SOURCE EXTRACT -
┌──

The Arakkal Museum is a museum dedicated to the Arakkal family, the only Muslim royal family in Kerala, India. The museum is actually a section of the Arakkalkettu (Arakkal Royal Palace). The durbar hall section of the palace has been converted into a museum by the Government of Kerala. It was opened in July 2005 after a Rs. 9,000,000 renovation.

Although renovated by the government, the Arakkalkettu is still owned by the Arakkal Royal Trust and does not fall under the control of the country's archaeology department, the Archaeological Survey of India. The government had taken a keen interest in preserving the heritage of the Arakkal Family, which had played a prominent role in the history of Malabar. A nominal entry fee is charged by the Arakkal Royal Trust from visitors to the museum.

└──

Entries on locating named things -

┌──

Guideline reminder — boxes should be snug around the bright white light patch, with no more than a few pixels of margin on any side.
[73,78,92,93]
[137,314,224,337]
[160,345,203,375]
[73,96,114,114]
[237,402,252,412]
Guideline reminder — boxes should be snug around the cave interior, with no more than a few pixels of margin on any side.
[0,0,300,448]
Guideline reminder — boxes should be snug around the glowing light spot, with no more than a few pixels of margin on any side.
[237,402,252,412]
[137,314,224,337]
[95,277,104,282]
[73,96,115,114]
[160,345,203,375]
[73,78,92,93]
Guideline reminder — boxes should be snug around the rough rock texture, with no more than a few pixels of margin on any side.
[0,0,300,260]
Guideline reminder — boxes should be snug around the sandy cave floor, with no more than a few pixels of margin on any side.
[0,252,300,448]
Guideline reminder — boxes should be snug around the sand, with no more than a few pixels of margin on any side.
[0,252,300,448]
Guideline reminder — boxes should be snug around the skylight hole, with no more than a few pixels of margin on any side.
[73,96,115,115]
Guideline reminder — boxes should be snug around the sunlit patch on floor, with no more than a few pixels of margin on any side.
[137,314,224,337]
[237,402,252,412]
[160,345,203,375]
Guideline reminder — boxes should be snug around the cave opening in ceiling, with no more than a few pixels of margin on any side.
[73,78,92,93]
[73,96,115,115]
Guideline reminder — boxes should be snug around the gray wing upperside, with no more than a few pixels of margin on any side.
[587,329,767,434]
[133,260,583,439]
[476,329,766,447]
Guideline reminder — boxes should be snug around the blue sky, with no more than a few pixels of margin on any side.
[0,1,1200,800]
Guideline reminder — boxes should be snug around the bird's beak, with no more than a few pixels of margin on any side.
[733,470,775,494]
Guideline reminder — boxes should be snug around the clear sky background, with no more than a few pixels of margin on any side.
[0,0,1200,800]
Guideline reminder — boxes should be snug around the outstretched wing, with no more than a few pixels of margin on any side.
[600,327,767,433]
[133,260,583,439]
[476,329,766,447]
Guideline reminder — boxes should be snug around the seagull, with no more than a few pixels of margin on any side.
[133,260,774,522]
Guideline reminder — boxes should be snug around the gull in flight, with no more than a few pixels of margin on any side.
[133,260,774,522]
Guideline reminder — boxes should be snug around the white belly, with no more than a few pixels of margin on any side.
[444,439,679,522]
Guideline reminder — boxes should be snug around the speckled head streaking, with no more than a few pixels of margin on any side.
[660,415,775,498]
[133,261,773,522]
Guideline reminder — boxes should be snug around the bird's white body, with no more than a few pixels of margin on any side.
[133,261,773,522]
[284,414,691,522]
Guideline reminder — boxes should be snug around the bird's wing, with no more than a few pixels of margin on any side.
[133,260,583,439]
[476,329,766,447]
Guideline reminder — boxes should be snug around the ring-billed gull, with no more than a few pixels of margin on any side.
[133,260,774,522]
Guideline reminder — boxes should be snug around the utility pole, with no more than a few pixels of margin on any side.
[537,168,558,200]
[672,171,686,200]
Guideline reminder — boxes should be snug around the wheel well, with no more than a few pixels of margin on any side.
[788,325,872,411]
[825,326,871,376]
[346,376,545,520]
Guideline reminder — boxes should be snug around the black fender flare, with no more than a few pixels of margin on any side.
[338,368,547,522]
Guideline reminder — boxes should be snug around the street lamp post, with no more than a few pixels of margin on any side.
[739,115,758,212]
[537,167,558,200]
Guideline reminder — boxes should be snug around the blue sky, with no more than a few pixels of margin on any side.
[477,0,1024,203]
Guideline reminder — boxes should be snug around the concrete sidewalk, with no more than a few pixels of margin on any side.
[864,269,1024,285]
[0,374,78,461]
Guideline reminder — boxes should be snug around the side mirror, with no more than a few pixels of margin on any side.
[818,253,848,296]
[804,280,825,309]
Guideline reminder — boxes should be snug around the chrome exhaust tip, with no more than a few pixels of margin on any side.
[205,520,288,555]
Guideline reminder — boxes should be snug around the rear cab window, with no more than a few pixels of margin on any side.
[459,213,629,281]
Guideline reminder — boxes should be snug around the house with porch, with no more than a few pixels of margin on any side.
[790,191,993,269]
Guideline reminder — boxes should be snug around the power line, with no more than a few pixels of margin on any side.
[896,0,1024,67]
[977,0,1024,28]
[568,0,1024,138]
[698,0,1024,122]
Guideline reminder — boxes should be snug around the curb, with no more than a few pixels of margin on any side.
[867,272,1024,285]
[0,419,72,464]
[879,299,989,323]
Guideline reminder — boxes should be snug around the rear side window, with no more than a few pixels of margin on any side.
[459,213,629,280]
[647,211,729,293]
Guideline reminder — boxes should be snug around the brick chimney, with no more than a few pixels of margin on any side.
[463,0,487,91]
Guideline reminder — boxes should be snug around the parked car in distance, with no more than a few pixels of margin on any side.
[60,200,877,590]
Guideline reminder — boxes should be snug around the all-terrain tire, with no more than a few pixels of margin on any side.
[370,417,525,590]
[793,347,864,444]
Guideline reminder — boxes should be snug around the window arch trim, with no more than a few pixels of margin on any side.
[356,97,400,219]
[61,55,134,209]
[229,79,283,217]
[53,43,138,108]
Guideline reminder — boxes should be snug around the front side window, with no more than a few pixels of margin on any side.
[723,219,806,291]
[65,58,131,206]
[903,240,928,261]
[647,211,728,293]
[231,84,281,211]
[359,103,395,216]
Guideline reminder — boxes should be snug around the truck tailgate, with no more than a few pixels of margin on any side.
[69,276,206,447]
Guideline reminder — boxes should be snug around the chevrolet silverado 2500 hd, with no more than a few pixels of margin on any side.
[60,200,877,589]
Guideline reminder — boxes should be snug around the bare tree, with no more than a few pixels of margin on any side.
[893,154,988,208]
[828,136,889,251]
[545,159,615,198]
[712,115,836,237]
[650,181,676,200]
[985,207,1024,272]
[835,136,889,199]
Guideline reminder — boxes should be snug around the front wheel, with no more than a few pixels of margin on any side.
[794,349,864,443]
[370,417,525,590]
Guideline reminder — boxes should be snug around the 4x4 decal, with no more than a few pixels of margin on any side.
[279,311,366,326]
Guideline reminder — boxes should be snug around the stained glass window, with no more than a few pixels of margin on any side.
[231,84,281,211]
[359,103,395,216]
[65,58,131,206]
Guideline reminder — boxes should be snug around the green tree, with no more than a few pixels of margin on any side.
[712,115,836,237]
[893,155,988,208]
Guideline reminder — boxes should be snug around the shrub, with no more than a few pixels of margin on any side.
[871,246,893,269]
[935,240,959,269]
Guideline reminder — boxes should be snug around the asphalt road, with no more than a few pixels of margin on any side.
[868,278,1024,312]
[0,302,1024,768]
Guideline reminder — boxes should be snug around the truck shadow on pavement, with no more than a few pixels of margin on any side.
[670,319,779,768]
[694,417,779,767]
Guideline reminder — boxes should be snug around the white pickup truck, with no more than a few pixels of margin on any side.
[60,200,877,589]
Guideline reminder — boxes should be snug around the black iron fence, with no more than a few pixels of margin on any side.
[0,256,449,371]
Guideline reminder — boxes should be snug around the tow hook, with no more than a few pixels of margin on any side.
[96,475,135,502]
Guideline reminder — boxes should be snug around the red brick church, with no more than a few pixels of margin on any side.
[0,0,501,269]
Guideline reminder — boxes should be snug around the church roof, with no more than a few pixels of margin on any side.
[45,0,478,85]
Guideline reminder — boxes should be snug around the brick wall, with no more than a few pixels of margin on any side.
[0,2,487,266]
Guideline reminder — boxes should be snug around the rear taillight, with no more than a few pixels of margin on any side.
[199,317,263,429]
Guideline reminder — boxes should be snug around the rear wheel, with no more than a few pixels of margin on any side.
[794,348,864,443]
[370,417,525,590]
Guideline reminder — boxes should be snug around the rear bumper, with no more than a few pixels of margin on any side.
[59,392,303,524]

└──

EXERCISES -
**1)** According to the passage on the Arakkal Museum, why did the government take a keen interest in preserving the heritage of the Arakkal family? Answer in one to three sentences.
**2)** Write the next part of the passage on the Arakkal Museum, starting after its last sentence.
These rows have no connection to the text about the Arakkal Museum.

ANSWERS IN ORDER -
**1)** The government took a keen interest because the Arakkal family had played a prominent role in the history of Malabar.

**2)**
Location 
The Arakkal Museum is located in Ayikkara, next to the Kannur City. It is located 2-3 kilometres from Kannur town.

Departments 
 Operations
 Research and Development
 Communications and Public Informations
 Protocol and Liaison Service
 Registration and Permissions

Photo gallery

External links 
 Arakkal Kettu dedicated to the nation, The Hindu, 31 July 2005.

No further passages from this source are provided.